Objetivo de la tarea:
Actualiza el texto sobre el Casco del Minero desde "Si se observa" hasta "trompetas y matracas.", ambos incluidos, y reemplaza "matracas" por "zampoñas".

Texto proporcionado:
EL CASCO DEL MINERO
El monumento al
guardatojo del minero es ya un emblema que comenzó el año 2002 y culminó el
2003, como un homenaje a los trabajadores del subsuelo en una ciudad inundada
de mitos, ritos y leyendas, y en cuyos cerros, que a la distancia parecen una
recua de llamas en reposo, se explotaron primero los yacimientos de plata y
luego los filones de estaño desde las sombrías épocas de la colonia.
Hace mucho
tiempo, cuando lo vi por primera vez en una fotografía digital, me quedé
pasmado ante la magnífica creación del artista que lo diseñó y plasmó con
maestría y talento. Lo contemplé por un rato sin salir de mi asombro y, como
quien se identifica desde siempre con el destino de los mineros, me cruzó por
la mente la idea de que si alguna vez pisaba la tierra de los urus, me tomaría
una fotografía sin falta, al menos para dejar constancia de mi amor desmedido
por la Villa Real de San Felipe de Austria.
El Casco del
Minero, de aproximadamente seis metros de diámetro, está hecho de hojalata y metal
bruñido; por eso en su copa y su ala destellan los rayos del sol y su magnífica
estructura ornamental da la bienvenida a los visitantes que ingresan a la
ciudad por la zona norte. Ocupa la parte central de una rotonda de césped,
cactus, piedras y cemento, y está flanqueado por las figuras que representan a
las cuatro plagas de la leyenda de los urus, cuyo relato apasionante cuenta la
historia de que la víbora, el sapo, el lagarto y las hormigas fueron enviados
como castigo por el dios Huari, para exterminar a los apacibles habitantes del
lago Uru-Uru, quienes le dieron las espaldas para adorar a otro dios más
poderoso y luminoso que era el Inti (Sol). No obstante, como suele suceder en
la mayoría de los relatos de la
tradicional oral, los urus fueron salvados por los poderes mágicos de una
Ñusta, la misma que se apareció flameando en el cielo diáfano del altiplano, y
con cuya espada, que lanzaba rayos mortíferos, logró petrificar a las cuatro
plagas, que hoy forman parte del ornamento de una ciudad que, año tras año,
ofrece un espectáculo folklórico hecho de luces y de sueños.
Si se observa con
detenimiento, el Casco del Minero, allí donde debía estar la lámpara frontal,
lleva la imagen de la Virgen del Socavón, patrona de los mineros y mamita de
quienes, en sumisa veneración, le rinden culto celebrando una fiesta que,
durante varios días y varias noches, refleja la tradición ancestral de una urbe
que parece vivir a ritmo de platillos, bombos, trompetas y matracas.

Datos extraídos:
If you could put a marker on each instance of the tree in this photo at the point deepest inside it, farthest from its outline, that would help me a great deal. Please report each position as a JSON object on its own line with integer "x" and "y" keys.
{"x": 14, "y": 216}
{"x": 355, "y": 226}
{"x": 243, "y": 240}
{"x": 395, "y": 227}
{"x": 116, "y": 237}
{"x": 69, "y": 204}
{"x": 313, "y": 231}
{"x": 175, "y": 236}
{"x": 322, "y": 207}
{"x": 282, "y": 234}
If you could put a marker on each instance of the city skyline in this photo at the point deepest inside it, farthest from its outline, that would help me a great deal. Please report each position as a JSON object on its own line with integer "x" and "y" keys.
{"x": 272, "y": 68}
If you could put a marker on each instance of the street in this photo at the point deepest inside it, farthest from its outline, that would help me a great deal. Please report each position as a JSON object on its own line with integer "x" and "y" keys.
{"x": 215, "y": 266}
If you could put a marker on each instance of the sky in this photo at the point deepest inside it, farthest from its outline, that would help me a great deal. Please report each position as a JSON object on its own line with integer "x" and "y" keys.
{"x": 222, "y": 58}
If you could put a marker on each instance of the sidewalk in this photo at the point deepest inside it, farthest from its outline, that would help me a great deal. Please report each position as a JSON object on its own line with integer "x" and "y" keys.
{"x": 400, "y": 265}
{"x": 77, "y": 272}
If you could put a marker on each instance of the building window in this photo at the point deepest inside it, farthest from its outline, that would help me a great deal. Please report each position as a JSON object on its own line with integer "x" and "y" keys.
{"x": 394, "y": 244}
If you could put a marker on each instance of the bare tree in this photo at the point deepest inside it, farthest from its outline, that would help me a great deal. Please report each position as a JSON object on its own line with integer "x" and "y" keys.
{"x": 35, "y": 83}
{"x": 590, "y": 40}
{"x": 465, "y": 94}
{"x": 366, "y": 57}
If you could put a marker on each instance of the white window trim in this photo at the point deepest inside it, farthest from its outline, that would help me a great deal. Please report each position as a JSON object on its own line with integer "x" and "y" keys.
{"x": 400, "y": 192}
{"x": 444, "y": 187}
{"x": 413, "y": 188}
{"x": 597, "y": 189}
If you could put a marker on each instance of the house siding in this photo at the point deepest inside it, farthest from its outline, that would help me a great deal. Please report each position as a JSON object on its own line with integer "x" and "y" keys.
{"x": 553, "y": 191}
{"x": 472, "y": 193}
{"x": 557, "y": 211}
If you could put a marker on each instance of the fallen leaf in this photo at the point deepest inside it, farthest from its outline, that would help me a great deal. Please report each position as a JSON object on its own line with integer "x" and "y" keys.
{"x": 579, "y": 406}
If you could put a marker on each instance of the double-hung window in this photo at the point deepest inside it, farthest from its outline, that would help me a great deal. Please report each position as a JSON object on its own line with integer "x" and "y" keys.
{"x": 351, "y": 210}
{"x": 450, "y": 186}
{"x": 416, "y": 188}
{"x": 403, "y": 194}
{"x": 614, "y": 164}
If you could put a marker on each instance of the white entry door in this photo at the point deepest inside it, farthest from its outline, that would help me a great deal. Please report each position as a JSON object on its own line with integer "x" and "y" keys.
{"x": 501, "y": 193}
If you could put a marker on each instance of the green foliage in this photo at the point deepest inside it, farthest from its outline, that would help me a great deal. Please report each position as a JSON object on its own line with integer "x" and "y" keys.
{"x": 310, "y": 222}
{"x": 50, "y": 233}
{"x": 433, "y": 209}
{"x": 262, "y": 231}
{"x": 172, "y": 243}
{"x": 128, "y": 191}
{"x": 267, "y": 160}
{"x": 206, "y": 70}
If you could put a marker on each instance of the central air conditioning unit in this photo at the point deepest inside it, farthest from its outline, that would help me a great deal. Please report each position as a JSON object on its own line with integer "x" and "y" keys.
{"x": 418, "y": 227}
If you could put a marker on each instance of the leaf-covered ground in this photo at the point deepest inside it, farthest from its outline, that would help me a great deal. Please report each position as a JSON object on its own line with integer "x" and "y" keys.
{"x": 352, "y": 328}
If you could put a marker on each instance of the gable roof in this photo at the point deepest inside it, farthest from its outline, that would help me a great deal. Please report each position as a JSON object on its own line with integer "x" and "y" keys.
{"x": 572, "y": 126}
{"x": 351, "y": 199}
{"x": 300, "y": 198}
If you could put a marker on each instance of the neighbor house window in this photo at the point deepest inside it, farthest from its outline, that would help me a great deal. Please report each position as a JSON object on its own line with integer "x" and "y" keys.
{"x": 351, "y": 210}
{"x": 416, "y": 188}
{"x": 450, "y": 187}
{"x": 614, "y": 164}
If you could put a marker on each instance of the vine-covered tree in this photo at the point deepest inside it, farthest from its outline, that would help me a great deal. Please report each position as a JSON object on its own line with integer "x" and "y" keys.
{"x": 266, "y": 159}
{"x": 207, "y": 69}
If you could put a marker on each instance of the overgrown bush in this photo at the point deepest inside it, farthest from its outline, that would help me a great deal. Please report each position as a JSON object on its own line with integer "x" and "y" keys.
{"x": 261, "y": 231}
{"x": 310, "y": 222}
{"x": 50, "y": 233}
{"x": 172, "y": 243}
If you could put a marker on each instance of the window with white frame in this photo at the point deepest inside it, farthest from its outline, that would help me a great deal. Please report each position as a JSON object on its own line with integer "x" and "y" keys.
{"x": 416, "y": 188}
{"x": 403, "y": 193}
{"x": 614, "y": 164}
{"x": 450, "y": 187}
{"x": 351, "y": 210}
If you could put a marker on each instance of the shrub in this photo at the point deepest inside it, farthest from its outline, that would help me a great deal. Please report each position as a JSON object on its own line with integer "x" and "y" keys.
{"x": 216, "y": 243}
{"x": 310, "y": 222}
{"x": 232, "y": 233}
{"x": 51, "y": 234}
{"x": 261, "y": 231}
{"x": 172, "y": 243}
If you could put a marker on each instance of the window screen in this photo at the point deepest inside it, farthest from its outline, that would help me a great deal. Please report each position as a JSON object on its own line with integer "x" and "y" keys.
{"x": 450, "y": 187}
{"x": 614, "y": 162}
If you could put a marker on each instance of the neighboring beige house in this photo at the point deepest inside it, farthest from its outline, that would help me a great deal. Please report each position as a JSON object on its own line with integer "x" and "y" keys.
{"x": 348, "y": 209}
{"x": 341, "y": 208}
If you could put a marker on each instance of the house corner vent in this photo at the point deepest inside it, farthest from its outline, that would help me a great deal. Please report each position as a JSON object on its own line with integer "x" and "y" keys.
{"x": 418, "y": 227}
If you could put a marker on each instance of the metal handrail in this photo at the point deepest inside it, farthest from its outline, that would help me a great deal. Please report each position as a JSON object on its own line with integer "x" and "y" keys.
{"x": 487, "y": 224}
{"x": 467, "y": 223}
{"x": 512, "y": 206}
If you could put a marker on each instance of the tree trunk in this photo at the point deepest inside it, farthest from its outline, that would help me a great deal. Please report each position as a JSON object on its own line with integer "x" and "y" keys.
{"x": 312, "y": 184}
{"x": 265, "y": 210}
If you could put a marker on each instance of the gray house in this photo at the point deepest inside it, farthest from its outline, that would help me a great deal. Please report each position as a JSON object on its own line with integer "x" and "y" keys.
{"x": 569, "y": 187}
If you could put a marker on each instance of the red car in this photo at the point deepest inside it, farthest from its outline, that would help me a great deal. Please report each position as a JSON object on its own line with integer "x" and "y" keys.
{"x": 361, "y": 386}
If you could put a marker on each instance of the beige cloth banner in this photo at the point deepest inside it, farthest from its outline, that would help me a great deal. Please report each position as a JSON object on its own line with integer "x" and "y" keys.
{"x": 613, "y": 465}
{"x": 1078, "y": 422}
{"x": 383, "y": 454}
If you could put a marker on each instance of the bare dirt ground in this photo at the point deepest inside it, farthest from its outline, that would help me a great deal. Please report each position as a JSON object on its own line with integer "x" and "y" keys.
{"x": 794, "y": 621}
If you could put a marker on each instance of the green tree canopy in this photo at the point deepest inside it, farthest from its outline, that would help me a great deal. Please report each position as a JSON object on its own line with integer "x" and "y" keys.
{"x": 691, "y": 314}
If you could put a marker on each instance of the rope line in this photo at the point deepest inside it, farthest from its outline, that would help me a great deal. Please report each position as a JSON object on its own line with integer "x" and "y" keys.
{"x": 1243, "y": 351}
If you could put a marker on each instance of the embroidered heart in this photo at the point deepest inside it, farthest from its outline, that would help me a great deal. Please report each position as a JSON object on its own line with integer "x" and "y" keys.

Respuesta:
Si se observa con
detenimiento, el Casco del Minero, allí donde debía estar la lámpara frontal,
lleva la imagen de la Virgen del Socavón, patrona de los mineros y mamita de
quienes, en sumisa veneración, le rinden culto celebrando una fiesta que,
durante varios días y varias noches, refleja la tradición ancestral de una urbe
que parece vivir a ritmo de platillos, bombos, trompetas y zampoñas.